> [Task statement] Only one stretch of the data below should be repeated: the lines from the line containing "positive clicks: (574, 26)" through the line containing "box: [148, 94, 250, 176]", inclusive, exactly as they are.

> [Supplied material]
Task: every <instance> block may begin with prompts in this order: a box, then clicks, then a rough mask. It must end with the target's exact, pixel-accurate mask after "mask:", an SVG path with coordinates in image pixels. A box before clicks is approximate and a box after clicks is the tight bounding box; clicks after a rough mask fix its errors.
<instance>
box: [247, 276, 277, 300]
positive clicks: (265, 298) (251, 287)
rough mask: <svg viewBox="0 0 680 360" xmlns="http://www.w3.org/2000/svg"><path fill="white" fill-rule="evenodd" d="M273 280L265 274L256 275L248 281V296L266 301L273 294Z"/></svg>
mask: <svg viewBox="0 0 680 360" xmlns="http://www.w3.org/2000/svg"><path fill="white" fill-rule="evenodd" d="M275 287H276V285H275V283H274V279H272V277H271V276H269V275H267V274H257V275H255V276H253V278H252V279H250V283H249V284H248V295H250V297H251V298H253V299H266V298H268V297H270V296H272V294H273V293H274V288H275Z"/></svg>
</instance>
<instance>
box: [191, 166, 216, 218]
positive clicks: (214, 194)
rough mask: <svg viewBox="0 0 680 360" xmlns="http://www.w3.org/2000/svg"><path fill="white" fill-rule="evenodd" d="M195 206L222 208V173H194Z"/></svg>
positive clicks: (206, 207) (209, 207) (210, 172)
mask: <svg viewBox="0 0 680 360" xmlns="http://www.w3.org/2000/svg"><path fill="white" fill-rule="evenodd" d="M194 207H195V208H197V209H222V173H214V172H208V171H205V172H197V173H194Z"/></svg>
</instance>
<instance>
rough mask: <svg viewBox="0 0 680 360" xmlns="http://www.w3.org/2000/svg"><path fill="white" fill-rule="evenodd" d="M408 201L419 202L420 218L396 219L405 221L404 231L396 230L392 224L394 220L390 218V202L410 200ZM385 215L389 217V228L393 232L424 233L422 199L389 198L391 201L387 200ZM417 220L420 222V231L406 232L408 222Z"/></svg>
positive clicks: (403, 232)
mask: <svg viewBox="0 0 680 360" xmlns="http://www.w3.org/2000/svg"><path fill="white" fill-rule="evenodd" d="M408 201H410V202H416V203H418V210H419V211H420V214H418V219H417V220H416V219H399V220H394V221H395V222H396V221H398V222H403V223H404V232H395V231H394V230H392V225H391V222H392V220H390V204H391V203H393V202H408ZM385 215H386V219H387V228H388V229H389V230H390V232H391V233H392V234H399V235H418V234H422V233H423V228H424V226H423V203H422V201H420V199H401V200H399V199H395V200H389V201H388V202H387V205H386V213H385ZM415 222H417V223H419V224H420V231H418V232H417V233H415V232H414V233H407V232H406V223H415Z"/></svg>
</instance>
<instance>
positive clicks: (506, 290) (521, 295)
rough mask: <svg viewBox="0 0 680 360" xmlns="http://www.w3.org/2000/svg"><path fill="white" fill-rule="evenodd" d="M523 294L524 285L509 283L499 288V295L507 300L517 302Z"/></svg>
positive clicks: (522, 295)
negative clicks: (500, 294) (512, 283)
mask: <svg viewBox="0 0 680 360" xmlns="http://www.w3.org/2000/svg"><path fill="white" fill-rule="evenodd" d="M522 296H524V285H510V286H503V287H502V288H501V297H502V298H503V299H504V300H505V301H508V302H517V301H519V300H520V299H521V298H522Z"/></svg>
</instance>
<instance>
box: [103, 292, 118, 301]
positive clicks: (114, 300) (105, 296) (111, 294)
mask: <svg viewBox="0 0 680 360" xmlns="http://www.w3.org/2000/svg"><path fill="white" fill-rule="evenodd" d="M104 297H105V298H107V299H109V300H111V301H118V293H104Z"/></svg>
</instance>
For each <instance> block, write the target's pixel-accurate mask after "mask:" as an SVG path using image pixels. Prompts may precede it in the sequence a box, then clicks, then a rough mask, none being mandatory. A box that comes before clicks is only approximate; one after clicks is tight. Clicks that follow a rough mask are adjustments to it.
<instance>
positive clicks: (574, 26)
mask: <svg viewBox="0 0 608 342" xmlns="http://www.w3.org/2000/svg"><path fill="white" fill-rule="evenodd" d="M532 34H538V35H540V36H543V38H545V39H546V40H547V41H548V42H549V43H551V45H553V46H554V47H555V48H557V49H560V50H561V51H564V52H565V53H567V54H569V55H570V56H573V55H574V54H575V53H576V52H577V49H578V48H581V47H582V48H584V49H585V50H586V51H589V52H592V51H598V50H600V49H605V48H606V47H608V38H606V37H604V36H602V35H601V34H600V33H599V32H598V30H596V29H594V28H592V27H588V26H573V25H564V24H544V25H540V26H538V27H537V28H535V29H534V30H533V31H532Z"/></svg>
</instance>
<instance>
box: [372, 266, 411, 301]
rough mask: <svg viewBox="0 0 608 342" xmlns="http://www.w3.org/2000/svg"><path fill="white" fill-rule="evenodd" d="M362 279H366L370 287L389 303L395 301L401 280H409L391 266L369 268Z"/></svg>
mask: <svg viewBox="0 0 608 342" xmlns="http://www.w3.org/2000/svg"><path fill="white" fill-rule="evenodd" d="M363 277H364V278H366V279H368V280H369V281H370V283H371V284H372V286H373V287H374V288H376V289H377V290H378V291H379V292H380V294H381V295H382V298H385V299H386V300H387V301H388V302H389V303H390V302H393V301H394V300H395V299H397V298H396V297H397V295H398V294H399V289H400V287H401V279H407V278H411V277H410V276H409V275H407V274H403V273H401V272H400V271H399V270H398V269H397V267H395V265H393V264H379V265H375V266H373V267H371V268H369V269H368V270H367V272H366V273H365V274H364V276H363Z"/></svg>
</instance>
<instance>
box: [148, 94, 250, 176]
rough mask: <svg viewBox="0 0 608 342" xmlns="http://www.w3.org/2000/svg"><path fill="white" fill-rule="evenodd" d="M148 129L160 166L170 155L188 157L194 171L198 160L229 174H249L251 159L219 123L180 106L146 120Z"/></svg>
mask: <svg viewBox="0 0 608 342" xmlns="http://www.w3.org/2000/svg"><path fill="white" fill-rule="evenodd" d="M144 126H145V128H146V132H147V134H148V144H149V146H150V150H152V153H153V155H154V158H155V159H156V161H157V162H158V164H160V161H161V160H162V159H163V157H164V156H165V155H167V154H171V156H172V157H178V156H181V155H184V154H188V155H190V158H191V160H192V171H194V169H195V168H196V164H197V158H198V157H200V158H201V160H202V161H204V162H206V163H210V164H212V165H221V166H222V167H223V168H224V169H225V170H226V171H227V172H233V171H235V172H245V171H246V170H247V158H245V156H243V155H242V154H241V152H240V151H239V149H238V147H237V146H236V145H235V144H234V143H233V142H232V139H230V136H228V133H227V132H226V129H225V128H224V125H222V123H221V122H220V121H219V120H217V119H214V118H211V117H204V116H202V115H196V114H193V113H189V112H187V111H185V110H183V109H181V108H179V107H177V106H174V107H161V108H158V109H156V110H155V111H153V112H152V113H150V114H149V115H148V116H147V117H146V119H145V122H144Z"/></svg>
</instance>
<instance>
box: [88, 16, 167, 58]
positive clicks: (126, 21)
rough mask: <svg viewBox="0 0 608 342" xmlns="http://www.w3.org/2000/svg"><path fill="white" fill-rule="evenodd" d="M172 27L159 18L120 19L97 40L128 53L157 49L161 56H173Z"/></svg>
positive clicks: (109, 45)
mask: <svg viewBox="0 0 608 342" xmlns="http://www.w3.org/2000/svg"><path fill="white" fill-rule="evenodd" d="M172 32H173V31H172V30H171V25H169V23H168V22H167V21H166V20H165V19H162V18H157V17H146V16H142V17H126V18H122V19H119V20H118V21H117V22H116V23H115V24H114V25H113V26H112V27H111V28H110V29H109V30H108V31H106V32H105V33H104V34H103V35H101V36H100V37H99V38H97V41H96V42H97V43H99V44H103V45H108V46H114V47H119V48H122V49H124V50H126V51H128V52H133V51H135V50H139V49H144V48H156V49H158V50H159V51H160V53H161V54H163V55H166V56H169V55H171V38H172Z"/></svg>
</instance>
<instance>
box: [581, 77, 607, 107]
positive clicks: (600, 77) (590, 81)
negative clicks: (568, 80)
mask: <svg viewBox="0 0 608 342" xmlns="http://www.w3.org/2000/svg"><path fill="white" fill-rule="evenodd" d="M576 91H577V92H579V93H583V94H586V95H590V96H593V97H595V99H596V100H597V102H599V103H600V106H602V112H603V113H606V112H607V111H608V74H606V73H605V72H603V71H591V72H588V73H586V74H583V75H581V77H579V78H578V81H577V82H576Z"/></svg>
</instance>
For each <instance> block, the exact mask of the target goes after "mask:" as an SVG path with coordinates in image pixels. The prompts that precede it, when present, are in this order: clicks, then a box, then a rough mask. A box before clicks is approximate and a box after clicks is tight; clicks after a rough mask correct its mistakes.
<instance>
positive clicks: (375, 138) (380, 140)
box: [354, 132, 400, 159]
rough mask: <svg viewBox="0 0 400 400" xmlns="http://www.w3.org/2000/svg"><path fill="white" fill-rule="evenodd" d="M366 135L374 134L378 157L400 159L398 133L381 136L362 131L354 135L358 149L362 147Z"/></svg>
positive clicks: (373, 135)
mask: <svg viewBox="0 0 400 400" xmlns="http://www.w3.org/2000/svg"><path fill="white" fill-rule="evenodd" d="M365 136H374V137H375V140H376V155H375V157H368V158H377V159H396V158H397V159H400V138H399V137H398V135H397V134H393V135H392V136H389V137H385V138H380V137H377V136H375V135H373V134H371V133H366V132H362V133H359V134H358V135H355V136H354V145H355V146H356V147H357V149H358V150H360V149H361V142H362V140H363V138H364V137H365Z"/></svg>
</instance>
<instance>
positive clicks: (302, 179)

> [Solution]
positive clicks: (574, 26)
mask: <svg viewBox="0 0 608 342" xmlns="http://www.w3.org/2000/svg"><path fill="white" fill-rule="evenodd" d="M532 34H538V35H540V36H543V38H545V39H546V40H547V41H548V42H549V43H551V45H553V46H554V47H555V48H557V49H560V50H561V51H564V52H565V53H567V54H569V55H570V56H573V55H574V54H575V53H576V52H577V49H578V48H581V47H582V48H584V49H585V50H586V51H589V52H592V51H598V50H600V49H605V48H606V47H608V38H606V37H604V36H602V35H601V34H600V33H599V32H598V30H596V29H594V28H592V27H588V26H573V25H564V24H544V25H540V26H538V27H537V28H535V29H534V30H533V31H532Z"/></svg>
</instance>
<instance>
box: [372, 266, 411, 301]
rough mask: <svg viewBox="0 0 608 342" xmlns="http://www.w3.org/2000/svg"><path fill="white" fill-rule="evenodd" d="M362 279H366L370 287L389 303L395 301L401 280H409L391 266L369 268Z"/></svg>
mask: <svg viewBox="0 0 608 342" xmlns="http://www.w3.org/2000/svg"><path fill="white" fill-rule="evenodd" d="M363 277H364V278H366V279H368V280H369V281H370V283H371V284H372V286H373V287H374V288H376V289H377V290H378V291H379V292H380V294H381V295H382V298H385V299H386V300H387V301H388V302H389V303H390V302H393V301H394V300H395V299H397V298H396V297H397V295H398V294H399V289H400V287H401V279H407V278H411V277H410V276H409V275H407V274H403V273H401V272H400V271H399V270H398V269H397V267H395V265H393V264H379V265H375V266H373V267H371V268H369V269H368V270H367V272H366V273H365V274H364V276H363Z"/></svg>
</instance>
<instance>
box: [148, 94, 250, 176]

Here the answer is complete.